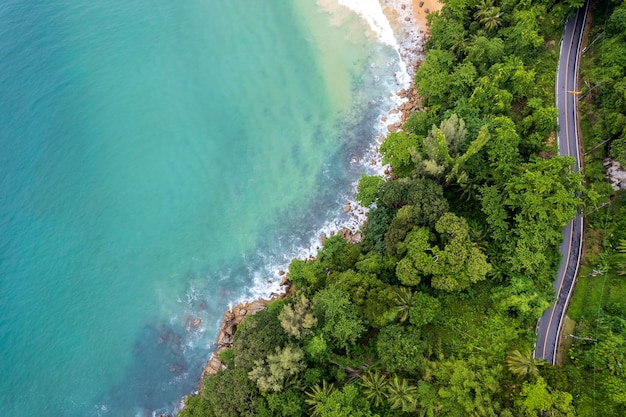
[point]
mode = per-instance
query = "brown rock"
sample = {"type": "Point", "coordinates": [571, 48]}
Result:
{"type": "Point", "coordinates": [193, 323]}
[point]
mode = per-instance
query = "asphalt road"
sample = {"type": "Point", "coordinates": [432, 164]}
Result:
{"type": "Point", "coordinates": [549, 326]}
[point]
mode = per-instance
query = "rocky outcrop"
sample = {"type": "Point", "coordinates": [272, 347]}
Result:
{"type": "Point", "coordinates": [232, 319]}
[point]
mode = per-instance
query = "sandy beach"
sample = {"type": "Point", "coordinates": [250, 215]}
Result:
{"type": "Point", "coordinates": [427, 6]}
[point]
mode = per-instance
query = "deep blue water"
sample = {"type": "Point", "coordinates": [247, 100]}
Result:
{"type": "Point", "coordinates": [158, 160]}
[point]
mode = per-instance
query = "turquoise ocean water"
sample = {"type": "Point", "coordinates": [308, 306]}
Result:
{"type": "Point", "coordinates": [160, 160]}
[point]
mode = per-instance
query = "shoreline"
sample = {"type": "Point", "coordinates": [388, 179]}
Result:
{"type": "Point", "coordinates": [410, 26]}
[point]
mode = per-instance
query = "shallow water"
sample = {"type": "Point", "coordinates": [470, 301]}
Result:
{"type": "Point", "coordinates": [159, 161]}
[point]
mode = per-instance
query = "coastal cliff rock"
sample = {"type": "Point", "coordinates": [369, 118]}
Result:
{"type": "Point", "coordinates": [232, 319]}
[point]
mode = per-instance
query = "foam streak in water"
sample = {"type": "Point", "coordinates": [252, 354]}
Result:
{"type": "Point", "coordinates": [372, 12]}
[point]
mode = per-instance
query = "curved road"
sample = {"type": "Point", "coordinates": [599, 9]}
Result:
{"type": "Point", "coordinates": [549, 325]}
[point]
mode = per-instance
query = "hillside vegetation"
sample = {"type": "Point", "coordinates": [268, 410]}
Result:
{"type": "Point", "coordinates": [433, 313]}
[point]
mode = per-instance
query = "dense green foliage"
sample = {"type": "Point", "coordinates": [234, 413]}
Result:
{"type": "Point", "coordinates": [434, 312]}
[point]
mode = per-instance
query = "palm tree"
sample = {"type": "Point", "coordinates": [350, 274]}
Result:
{"type": "Point", "coordinates": [621, 246]}
{"type": "Point", "coordinates": [523, 364]}
{"type": "Point", "coordinates": [317, 395]}
{"type": "Point", "coordinates": [404, 303]}
{"type": "Point", "coordinates": [401, 395]}
{"type": "Point", "coordinates": [488, 15]}
{"type": "Point", "coordinates": [375, 387]}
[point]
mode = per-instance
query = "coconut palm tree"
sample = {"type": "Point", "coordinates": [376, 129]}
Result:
{"type": "Point", "coordinates": [317, 395]}
{"type": "Point", "coordinates": [401, 395]}
{"type": "Point", "coordinates": [403, 303]}
{"type": "Point", "coordinates": [523, 364]}
{"type": "Point", "coordinates": [488, 15]}
{"type": "Point", "coordinates": [375, 387]}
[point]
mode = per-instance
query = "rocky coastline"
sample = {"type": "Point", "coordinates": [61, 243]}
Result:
{"type": "Point", "coordinates": [413, 32]}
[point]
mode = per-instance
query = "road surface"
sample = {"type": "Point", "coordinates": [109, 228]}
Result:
{"type": "Point", "coordinates": [549, 326]}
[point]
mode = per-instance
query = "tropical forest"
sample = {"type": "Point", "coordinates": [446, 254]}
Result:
{"type": "Point", "coordinates": [434, 311]}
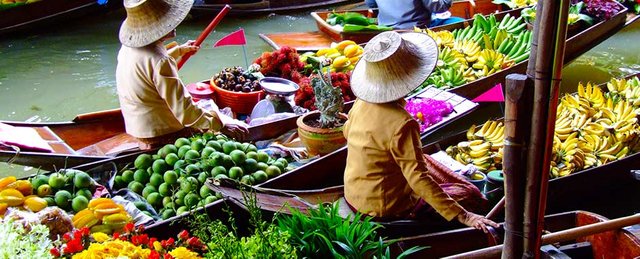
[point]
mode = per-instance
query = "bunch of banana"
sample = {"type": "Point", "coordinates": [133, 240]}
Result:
{"type": "Point", "coordinates": [102, 215]}
{"type": "Point", "coordinates": [490, 62]}
{"type": "Point", "coordinates": [470, 49]}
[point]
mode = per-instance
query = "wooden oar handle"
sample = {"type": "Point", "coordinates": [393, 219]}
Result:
{"type": "Point", "coordinates": [205, 33]}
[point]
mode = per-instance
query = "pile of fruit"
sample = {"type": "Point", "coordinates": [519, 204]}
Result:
{"type": "Point", "coordinates": [479, 50]}
{"type": "Point", "coordinates": [428, 111]}
{"type": "Point", "coordinates": [236, 79]}
{"type": "Point", "coordinates": [340, 57]}
{"type": "Point", "coordinates": [172, 181]}
{"type": "Point", "coordinates": [102, 215]}
{"type": "Point", "coordinates": [592, 128]}
{"type": "Point", "coordinates": [68, 189]}
{"type": "Point", "coordinates": [284, 63]}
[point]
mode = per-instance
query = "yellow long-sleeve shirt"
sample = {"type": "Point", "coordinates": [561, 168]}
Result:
{"type": "Point", "coordinates": [386, 172]}
{"type": "Point", "coordinates": [152, 96]}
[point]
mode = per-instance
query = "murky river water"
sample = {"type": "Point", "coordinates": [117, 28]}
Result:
{"type": "Point", "coordinates": [54, 75]}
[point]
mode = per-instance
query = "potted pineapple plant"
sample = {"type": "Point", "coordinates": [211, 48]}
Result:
{"type": "Point", "coordinates": [321, 130]}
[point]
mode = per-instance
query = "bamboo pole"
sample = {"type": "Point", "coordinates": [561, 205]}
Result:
{"type": "Point", "coordinates": [560, 236]}
{"type": "Point", "coordinates": [551, 25]}
{"type": "Point", "coordinates": [517, 124]}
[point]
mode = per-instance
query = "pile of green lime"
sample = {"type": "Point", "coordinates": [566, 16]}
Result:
{"type": "Point", "coordinates": [172, 181]}
{"type": "Point", "coordinates": [69, 189]}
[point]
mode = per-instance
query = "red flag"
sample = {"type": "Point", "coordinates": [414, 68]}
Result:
{"type": "Point", "coordinates": [234, 38]}
{"type": "Point", "coordinates": [494, 94]}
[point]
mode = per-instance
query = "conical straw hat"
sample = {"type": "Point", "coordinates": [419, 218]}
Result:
{"type": "Point", "coordinates": [150, 20]}
{"type": "Point", "coordinates": [393, 65]}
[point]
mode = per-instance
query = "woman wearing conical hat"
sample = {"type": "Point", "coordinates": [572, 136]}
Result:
{"type": "Point", "coordinates": [387, 176]}
{"type": "Point", "coordinates": [153, 99]}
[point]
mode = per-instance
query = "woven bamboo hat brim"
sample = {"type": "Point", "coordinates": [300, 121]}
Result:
{"type": "Point", "coordinates": [149, 20]}
{"type": "Point", "coordinates": [393, 65]}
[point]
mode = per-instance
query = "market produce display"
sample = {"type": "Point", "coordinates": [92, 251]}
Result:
{"type": "Point", "coordinates": [428, 111]}
{"type": "Point", "coordinates": [592, 128]}
{"type": "Point", "coordinates": [479, 50]}
{"type": "Point", "coordinates": [172, 181]}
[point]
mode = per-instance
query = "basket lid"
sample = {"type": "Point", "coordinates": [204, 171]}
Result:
{"type": "Point", "coordinates": [199, 89]}
{"type": "Point", "coordinates": [277, 85]}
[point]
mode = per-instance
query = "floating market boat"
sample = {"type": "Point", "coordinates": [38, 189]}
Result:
{"type": "Point", "coordinates": [326, 34]}
{"type": "Point", "coordinates": [23, 15]}
{"type": "Point", "coordinates": [260, 6]}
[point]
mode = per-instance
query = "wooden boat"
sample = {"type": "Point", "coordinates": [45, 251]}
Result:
{"type": "Point", "coordinates": [326, 34]}
{"type": "Point", "coordinates": [31, 15]}
{"type": "Point", "coordinates": [260, 6]}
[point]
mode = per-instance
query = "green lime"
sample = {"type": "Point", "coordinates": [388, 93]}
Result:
{"type": "Point", "coordinates": [164, 189]}
{"type": "Point", "coordinates": [197, 145]}
{"type": "Point", "coordinates": [250, 165]}
{"type": "Point", "coordinates": [236, 173]}
{"type": "Point", "coordinates": [182, 142]}
{"type": "Point", "coordinates": [85, 192]}
{"type": "Point", "coordinates": [179, 197]}
{"type": "Point", "coordinates": [283, 161]}
{"type": "Point", "coordinates": [141, 176]}
{"type": "Point", "coordinates": [154, 199]}
{"type": "Point", "coordinates": [183, 150]}
{"type": "Point", "coordinates": [273, 171]}
{"type": "Point", "coordinates": [205, 191]}
{"type": "Point", "coordinates": [44, 190]}
{"type": "Point", "coordinates": [263, 157]}
{"type": "Point", "coordinates": [252, 148]}
{"type": "Point", "coordinates": [228, 146]}
{"type": "Point", "coordinates": [253, 155]}
{"type": "Point", "coordinates": [136, 187]}
{"type": "Point", "coordinates": [247, 179]}
{"type": "Point", "coordinates": [262, 166]}
{"type": "Point", "coordinates": [39, 180]}
{"type": "Point", "coordinates": [191, 200]}
{"type": "Point", "coordinates": [192, 169]}
{"type": "Point", "coordinates": [171, 159]}
{"type": "Point", "coordinates": [238, 157]}
{"type": "Point", "coordinates": [149, 189]}
{"type": "Point", "coordinates": [170, 177]}
{"type": "Point", "coordinates": [191, 155]}
{"type": "Point", "coordinates": [182, 210]}
{"type": "Point", "coordinates": [141, 205]}
{"type": "Point", "coordinates": [202, 177]}
{"type": "Point", "coordinates": [210, 199]}
{"type": "Point", "coordinates": [160, 166]}
{"type": "Point", "coordinates": [57, 181]}
{"type": "Point", "coordinates": [207, 151]}
{"type": "Point", "coordinates": [79, 203]}
{"type": "Point", "coordinates": [168, 213]}
{"type": "Point", "coordinates": [156, 180]}
{"type": "Point", "coordinates": [143, 161]}
{"type": "Point", "coordinates": [215, 145]}
{"type": "Point", "coordinates": [218, 170]}
{"type": "Point", "coordinates": [63, 199]}
{"type": "Point", "coordinates": [260, 177]}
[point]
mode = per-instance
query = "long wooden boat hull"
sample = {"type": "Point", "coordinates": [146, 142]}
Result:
{"type": "Point", "coordinates": [261, 6]}
{"type": "Point", "coordinates": [45, 12]}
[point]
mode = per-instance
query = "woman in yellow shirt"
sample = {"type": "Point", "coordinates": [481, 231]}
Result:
{"type": "Point", "coordinates": [154, 103]}
{"type": "Point", "coordinates": [387, 175]}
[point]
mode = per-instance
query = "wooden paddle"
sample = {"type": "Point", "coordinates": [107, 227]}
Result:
{"type": "Point", "coordinates": [205, 33]}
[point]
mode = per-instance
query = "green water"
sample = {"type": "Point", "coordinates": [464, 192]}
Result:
{"type": "Point", "coordinates": [54, 75]}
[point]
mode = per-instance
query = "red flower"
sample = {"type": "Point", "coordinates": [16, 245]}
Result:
{"type": "Point", "coordinates": [183, 235]}
{"type": "Point", "coordinates": [55, 252]}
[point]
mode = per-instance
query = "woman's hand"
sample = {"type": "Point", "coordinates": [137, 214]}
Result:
{"type": "Point", "coordinates": [235, 131]}
{"type": "Point", "coordinates": [476, 221]}
{"type": "Point", "coordinates": [178, 51]}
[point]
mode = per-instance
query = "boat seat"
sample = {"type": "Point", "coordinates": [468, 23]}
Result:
{"type": "Point", "coordinates": [118, 144]}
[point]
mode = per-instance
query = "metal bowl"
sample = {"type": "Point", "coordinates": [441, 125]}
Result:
{"type": "Point", "coordinates": [279, 86]}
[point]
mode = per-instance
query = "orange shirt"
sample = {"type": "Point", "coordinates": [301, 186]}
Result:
{"type": "Point", "coordinates": [386, 172]}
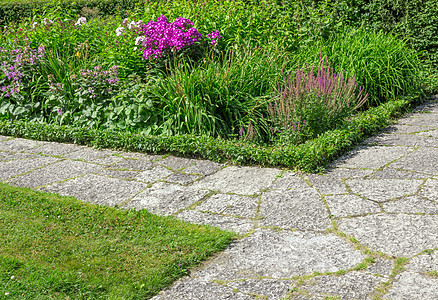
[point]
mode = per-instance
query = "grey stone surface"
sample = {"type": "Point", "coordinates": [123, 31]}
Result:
{"type": "Point", "coordinates": [371, 157]}
{"type": "Point", "coordinates": [421, 160]}
{"type": "Point", "coordinates": [353, 285]}
{"type": "Point", "coordinates": [411, 285]}
{"type": "Point", "coordinates": [13, 168]}
{"type": "Point", "coordinates": [411, 205]}
{"type": "Point", "coordinates": [239, 180]}
{"type": "Point", "coordinates": [395, 234]}
{"type": "Point", "coordinates": [350, 205]}
{"type": "Point", "coordinates": [301, 209]}
{"type": "Point", "coordinates": [230, 205]}
{"type": "Point", "coordinates": [97, 189]}
{"type": "Point", "coordinates": [19, 144]}
{"type": "Point", "coordinates": [165, 198]}
{"type": "Point", "coordinates": [384, 189]}
{"type": "Point", "coordinates": [154, 174]}
{"type": "Point", "coordinates": [281, 254]}
{"type": "Point", "coordinates": [227, 223]}
{"type": "Point", "coordinates": [53, 173]}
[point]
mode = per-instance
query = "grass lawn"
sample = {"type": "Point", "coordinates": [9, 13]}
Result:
{"type": "Point", "coordinates": [54, 247]}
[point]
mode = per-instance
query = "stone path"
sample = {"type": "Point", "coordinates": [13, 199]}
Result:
{"type": "Point", "coordinates": [367, 228]}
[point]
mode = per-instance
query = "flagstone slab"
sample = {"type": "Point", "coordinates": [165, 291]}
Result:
{"type": "Point", "coordinates": [236, 205]}
{"type": "Point", "coordinates": [97, 189]}
{"type": "Point", "coordinates": [301, 209]}
{"type": "Point", "coordinates": [165, 198]}
{"type": "Point", "coordinates": [350, 205]}
{"type": "Point", "coordinates": [393, 234]}
{"type": "Point", "coordinates": [19, 144]}
{"type": "Point", "coordinates": [240, 226]}
{"type": "Point", "coordinates": [53, 173]}
{"type": "Point", "coordinates": [281, 255]}
{"type": "Point", "coordinates": [381, 155]}
{"type": "Point", "coordinates": [381, 190]}
{"type": "Point", "coordinates": [238, 180]}
{"type": "Point", "coordinates": [12, 168]}
{"type": "Point", "coordinates": [352, 285]}
{"type": "Point", "coordinates": [422, 160]}
{"type": "Point", "coordinates": [411, 205]}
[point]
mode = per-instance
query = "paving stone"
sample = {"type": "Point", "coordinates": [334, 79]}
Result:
{"type": "Point", "coordinates": [381, 155]}
{"type": "Point", "coordinates": [56, 149]}
{"type": "Point", "coordinates": [408, 140]}
{"type": "Point", "coordinates": [391, 173]}
{"type": "Point", "coordinates": [203, 167]}
{"type": "Point", "coordinates": [239, 180]}
{"type": "Point", "coordinates": [411, 205]}
{"type": "Point", "coordinates": [281, 254]}
{"type": "Point", "coordinates": [269, 288]}
{"type": "Point", "coordinates": [395, 234]}
{"type": "Point", "coordinates": [53, 173]}
{"type": "Point", "coordinates": [118, 173]}
{"type": "Point", "coordinates": [411, 285]}
{"type": "Point", "coordinates": [154, 174]}
{"type": "Point", "coordinates": [133, 164]}
{"type": "Point", "coordinates": [383, 189]}
{"type": "Point", "coordinates": [381, 267]}
{"type": "Point", "coordinates": [199, 289]}
{"type": "Point", "coordinates": [230, 205]}
{"type": "Point", "coordinates": [227, 223]}
{"type": "Point", "coordinates": [19, 144]}
{"type": "Point", "coordinates": [430, 189]}
{"type": "Point", "coordinates": [176, 163]}
{"type": "Point", "coordinates": [13, 168]}
{"type": "Point", "coordinates": [289, 181]}
{"type": "Point", "coordinates": [350, 205]}
{"type": "Point", "coordinates": [97, 189]}
{"type": "Point", "coordinates": [165, 198]}
{"type": "Point", "coordinates": [181, 178]}
{"type": "Point", "coordinates": [421, 160]}
{"type": "Point", "coordinates": [104, 157]}
{"type": "Point", "coordinates": [301, 209]}
{"type": "Point", "coordinates": [352, 285]}
{"type": "Point", "coordinates": [327, 185]}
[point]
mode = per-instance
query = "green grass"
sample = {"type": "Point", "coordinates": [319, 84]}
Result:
{"type": "Point", "coordinates": [58, 247]}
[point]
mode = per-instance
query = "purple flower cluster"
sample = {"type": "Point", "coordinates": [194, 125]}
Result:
{"type": "Point", "coordinates": [161, 35]}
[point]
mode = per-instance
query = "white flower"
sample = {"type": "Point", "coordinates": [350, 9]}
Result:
{"type": "Point", "coordinates": [81, 21]}
{"type": "Point", "coordinates": [119, 31]}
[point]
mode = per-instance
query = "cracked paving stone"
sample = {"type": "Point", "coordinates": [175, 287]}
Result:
{"type": "Point", "coordinates": [350, 205]}
{"type": "Point", "coordinates": [203, 167]}
{"type": "Point", "coordinates": [269, 288]}
{"type": "Point", "coordinates": [97, 189]}
{"type": "Point", "coordinates": [199, 289]}
{"type": "Point", "coordinates": [411, 205]}
{"type": "Point", "coordinates": [281, 254]}
{"type": "Point", "coordinates": [381, 190]}
{"type": "Point", "coordinates": [360, 157]}
{"type": "Point", "coordinates": [11, 168]}
{"type": "Point", "coordinates": [238, 180]}
{"type": "Point", "coordinates": [421, 160]}
{"type": "Point", "coordinates": [302, 209]}
{"type": "Point", "coordinates": [230, 205]}
{"type": "Point", "coordinates": [165, 198]}
{"type": "Point", "coordinates": [56, 149]}
{"type": "Point", "coordinates": [352, 285]}
{"type": "Point", "coordinates": [154, 174]}
{"type": "Point", "coordinates": [394, 234]}
{"type": "Point", "coordinates": [19, 144]}
{"type": "Point", "coordinates": [240, 226]}
{"type": "Point", "coordinates": [53, 173]}
{"type": "Point", "coordinates": [430, 190]}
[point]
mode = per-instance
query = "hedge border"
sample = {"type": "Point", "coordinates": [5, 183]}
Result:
{"type": "Point", "coordinates": [312, 156]}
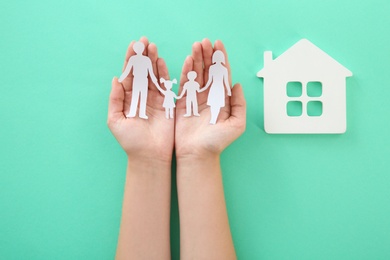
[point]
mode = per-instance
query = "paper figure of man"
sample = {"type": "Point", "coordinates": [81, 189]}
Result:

▸ **PROMPT**: From the lines above, copy those that contain the word "long".

▸ **SOLVED EXERCISE**:
query = "yellow long-sleeve shirt"
query = "long wooden boat hull"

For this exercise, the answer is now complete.